Di nuovo possibile, ancora migliore

Di nuovo possibile, ancora migliore

C'è una sorta di malinconia diffusa, o perlomeno di ricordo affettuoso dei grandi maestri, Luzzati e Cereseto, che pervade questo nuovo allestimento del Candido, in scena per il decennale della scomparsa di Emanuele Luzzati.

I costumi di Paola Ratto e Bruno Cereseto, ispirati a quelli creati da Luzzati per il Teatro di Saint-Louis nel 1994, contribuiscono a ricreare un’atmosfera nostalgica ma unica.
Tra marionette, fondali, oggetti scenici e costumi, si muovono interpretazioni di grande spessore, pur nel filo di prendere consapevolezza di un’assenza, o perlomeno di qualcuno che ci ha lasciati: così un Enrico Campanati in piena forma si cimenta con il doppio ruolo di Voltaire e Pangloss (che fu dell’indimenticato Cereseto), Pietro Fabbri, sempre brillante, è Candido, in marionetta e in carne ed ossa, Sarah Pesca, reduce dal recente successo di Eurydice, è Cunegonda mentre i panni dell’Anabattista Jacques sono vestiti da un godibile e divertente Roberto Serpi.

I costumi e le scene – dicevamo- paiono meritare uno spazio tutto per loro, come un personaggio a se stante di incontrastato fascino: il patibolo dell’Inquisitore, i pannelli della lussureggiante vegetazione di Eldorado, i fondali di una surreale e metafisica Venezia da Carnevale.
Ma non è la loro sola bellezza a regnare incontrastata: è la capacità del regista e degli attori di dialogare con questi frammenti di bellezza, ricordi di chi non c’è più e rapportativi su un piano attuale, a partire dall’assenza, dalla percezione di vuoto e perdita.
Così Pietro Fabbri diventa un sapiente manovratore della marionetta di Candido giovinetto (creando un interessante parallelismo tra personaggio di legno/di carne che pare rimandare all’altra storia di formazione per eccellenza, Pinocchio): lo seguono Sarah Pesca, l’Anabattista, mentre lo schiavo Cacambò sa ricreare una rilettura moderna e interessante del dialogo con il Padre gesuita.

#### ESERCIZI
(1) Trascrivi dalla recensione del Candido il passo compreso tra "Tra marionette, fondali, oggetti" e "divertente Roberto Serpi.", estremi inclusi.
(2) Nella recensione del Candido, chi interpreta Cunegonda?
(3) Prosegui la recensione del Candido dopo l'ultima frase riportata.
Le righe non hanno alcun legame con la recensione del Candido.

#### DATI REGISTRATI
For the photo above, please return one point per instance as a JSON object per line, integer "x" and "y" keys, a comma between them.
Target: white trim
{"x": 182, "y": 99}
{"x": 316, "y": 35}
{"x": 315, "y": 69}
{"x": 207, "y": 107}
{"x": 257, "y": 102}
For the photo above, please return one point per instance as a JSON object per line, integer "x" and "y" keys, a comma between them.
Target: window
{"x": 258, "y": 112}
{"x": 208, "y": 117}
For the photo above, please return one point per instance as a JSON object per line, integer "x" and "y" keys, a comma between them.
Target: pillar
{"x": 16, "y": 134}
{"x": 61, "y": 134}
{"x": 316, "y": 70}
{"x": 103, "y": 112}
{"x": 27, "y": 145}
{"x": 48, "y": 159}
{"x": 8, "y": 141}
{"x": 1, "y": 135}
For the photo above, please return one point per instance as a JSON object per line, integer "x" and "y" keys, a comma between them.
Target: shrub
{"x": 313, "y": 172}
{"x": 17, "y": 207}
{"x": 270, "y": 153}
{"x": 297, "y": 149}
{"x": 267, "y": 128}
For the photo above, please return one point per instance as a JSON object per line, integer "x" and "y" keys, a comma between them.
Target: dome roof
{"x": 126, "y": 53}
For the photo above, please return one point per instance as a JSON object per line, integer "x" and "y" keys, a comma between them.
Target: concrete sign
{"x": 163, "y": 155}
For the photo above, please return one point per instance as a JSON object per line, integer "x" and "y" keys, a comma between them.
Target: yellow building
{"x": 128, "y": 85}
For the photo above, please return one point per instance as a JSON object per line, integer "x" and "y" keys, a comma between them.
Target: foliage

#### RISPOSTE PER ESERCIZIO
(1)
Tra marionette, fondali, oggetti scenici e costumi, si muovono interpretazioni di grande spessore, pur nel filo di prendere consapevolezza di un’assenza, o perlomeno di qualcuno che ci ha lasciati: così un Enrico Campanati in piena forma si cimenta con il doppio ruolo di Voltaire e Pangloss (che fu dell’indimenticato Cereseto), Pietro Fabbri, sempre brillante, è Candido, in marionetta e in carne ed ossa, Sarah Pesca, reduce dal recente successo di Eurydice, è Cunegonda mentre i panni dell’Anabattista Jacques sono vestiti da un godibile e divertente Roberto Serpi.

(2) Sarah Pesca.

(3)
Una menzione a parte meritano alcuni oggetti, in particolare il piccolo tavolo di scena capace di diventare barca nel mare in tempesta in cui muore lo sfortunato Jacques.
Interessante qui (e azzeccato) l’inciso di Candido che osserva come solo a teatro anonimi oggetti possano diventare realmente evocatori di una realtà differente costruita in modo attivo dalla percezione del pubblico, mentre al cinema immagini apparentemente più verosimili scorrono sempre uguali sulla pellicola, come in una sorta di sogno dello spettatore.
La parentesi, tutt’altro che superflua, è in linea con le tematiche affrontate dal Candido, in primis la presa di coscienza del personaggio e, non da ultimo, la sua perdita di ottimismo, inteso quale aprioristica “convinzione che tutto va bene, anche quando niente va bene”.

Tra mondi possibili che smettono di essere migliori, la vicenda di Candido trova il suo climax in una surreale Venezia (in cui le gigantesche maschere in bianco e nero contribuiscono a rafforzare il clima angoscioso) dove ogni certezza filosofica si sgretola, ma si fa strada l’idea che, necessariamente, “occorre coltivare il proprio orto”.
Così, orfani dei nostri grandi maestri come Candido lo è di Pangloss, sentiamo anche noi che la chiave di volta di tutte queste speculazioni è in fondo l’irriducibile scintilla, l’indicibile intuizione, quel quid misterioso che ci tiene vigili, sul palco come nella vita.